● **Your assignment**: Look through the data below and return each line where "instance" appears.

● **Entries provided**:
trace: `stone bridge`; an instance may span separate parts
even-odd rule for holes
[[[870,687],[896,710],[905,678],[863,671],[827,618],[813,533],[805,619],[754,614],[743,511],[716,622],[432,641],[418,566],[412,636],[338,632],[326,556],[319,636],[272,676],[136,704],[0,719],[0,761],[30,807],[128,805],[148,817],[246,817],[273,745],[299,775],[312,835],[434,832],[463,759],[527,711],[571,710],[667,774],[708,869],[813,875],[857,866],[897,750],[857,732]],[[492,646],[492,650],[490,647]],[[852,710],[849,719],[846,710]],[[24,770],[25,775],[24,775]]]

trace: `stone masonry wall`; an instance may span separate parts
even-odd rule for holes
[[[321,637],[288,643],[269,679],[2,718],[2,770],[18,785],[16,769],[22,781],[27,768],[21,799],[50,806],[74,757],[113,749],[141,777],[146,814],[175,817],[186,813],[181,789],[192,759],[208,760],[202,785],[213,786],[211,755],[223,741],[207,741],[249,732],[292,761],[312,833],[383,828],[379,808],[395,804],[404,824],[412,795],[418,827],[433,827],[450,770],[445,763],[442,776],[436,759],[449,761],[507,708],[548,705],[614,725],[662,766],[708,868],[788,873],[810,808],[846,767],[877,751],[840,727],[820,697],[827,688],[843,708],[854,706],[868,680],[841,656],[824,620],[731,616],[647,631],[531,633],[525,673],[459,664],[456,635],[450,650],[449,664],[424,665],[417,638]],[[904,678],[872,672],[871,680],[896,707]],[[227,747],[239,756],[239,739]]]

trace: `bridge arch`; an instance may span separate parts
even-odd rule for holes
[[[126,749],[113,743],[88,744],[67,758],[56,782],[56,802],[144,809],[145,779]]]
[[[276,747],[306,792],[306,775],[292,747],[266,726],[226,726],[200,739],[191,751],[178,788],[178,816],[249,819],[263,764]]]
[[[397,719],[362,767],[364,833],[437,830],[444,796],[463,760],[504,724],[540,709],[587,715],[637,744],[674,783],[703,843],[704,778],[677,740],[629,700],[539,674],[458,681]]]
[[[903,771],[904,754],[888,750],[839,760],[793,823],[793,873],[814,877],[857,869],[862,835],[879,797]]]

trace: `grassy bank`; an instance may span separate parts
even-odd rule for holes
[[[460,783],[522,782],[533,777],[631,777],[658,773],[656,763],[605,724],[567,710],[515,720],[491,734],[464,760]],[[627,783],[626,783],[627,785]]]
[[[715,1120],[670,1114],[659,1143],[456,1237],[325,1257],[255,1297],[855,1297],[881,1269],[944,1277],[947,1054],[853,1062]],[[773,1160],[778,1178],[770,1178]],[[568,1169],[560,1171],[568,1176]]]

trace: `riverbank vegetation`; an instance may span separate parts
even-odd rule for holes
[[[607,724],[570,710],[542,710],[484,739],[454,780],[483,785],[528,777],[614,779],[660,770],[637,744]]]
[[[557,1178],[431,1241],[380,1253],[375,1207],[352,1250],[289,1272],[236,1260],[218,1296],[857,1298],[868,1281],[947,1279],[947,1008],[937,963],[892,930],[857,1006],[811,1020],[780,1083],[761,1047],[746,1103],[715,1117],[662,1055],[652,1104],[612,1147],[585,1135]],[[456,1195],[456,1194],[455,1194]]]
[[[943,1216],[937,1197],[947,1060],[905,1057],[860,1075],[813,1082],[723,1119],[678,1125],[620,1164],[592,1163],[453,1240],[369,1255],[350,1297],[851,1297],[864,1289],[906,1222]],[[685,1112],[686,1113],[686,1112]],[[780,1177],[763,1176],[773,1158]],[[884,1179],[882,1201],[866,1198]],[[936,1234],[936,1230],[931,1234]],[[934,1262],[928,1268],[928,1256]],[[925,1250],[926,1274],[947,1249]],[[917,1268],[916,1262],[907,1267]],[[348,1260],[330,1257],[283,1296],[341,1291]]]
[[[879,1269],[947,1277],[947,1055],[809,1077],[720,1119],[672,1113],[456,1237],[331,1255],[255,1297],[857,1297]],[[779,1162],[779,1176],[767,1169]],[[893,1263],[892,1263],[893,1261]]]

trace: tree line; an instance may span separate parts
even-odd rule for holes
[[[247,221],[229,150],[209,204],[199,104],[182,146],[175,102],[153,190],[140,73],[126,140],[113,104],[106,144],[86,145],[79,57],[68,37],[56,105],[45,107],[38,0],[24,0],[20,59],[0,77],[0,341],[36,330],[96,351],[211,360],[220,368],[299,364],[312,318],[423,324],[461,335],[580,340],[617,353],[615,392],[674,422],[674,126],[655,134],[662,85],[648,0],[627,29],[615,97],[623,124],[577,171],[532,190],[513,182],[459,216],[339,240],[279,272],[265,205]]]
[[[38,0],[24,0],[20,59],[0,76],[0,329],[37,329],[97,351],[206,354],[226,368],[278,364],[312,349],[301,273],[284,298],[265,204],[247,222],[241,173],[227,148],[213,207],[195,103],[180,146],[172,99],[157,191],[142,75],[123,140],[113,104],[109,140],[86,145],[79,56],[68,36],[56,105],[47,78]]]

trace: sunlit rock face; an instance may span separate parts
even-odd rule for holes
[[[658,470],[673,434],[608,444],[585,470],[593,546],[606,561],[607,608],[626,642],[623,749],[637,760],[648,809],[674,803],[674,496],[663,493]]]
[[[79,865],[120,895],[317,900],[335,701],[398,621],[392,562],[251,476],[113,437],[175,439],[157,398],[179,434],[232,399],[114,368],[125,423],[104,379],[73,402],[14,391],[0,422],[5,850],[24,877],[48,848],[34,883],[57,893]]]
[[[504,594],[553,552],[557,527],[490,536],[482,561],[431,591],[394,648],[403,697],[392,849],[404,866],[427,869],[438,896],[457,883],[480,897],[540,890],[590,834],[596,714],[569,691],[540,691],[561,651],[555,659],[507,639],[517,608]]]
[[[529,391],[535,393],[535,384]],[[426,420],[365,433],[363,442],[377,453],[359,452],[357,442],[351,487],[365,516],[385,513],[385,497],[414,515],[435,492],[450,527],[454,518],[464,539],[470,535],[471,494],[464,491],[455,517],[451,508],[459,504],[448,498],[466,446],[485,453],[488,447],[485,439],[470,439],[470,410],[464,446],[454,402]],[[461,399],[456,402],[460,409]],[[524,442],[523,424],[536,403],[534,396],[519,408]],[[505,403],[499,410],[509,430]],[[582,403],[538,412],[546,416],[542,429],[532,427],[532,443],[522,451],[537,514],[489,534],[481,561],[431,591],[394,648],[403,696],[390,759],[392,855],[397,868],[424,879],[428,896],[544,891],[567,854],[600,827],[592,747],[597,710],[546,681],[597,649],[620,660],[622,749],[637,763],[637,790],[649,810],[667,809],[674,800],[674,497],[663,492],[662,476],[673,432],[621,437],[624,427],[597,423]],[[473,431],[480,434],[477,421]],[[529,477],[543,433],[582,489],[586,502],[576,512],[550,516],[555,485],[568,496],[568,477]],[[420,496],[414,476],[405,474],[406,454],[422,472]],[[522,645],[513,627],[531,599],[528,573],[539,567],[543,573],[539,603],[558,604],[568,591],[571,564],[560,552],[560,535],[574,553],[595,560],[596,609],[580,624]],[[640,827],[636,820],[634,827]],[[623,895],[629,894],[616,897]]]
* * *
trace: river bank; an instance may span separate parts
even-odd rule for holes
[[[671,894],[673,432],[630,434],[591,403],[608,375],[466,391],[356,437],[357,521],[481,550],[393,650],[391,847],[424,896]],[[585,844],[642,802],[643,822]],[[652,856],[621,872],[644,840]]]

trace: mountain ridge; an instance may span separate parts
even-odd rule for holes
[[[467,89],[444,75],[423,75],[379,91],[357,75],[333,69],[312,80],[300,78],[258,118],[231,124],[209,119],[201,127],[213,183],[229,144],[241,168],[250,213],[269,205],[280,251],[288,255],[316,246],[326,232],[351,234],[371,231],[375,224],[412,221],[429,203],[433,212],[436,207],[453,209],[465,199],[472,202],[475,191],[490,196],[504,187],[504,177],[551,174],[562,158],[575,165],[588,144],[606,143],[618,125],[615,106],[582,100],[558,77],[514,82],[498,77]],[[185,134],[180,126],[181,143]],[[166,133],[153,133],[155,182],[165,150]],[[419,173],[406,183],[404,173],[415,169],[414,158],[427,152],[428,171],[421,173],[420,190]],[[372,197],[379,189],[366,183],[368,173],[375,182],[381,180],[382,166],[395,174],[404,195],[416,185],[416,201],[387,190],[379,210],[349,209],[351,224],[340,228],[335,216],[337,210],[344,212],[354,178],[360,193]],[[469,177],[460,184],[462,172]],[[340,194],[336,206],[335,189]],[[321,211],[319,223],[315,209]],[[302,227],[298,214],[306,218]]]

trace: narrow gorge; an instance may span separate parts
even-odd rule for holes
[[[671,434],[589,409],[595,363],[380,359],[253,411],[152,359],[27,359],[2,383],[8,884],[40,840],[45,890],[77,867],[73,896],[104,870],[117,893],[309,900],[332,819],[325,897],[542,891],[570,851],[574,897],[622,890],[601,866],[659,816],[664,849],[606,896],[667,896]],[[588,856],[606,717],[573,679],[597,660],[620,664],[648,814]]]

● **Result of the exercise**:
trace: `stone bridge`; an instance may span separate parts
trace: `stone masonry wall`; an instance may span separate parts
trace: `bridge arch`; an instance may span separate parts
trace: `grassy bank`; an instance may span separate parts
trace: `riverbank vegetation`; an instance may span separate parts
trace: tree line; an instance may span separate parts
trace: sunlit rock face; an instance may span separate parts
trace: river bank; an instance may span separate parts
trace: mountain ridge; an instance may span separate parts
trace: narrow gorge; an instance may span separate parts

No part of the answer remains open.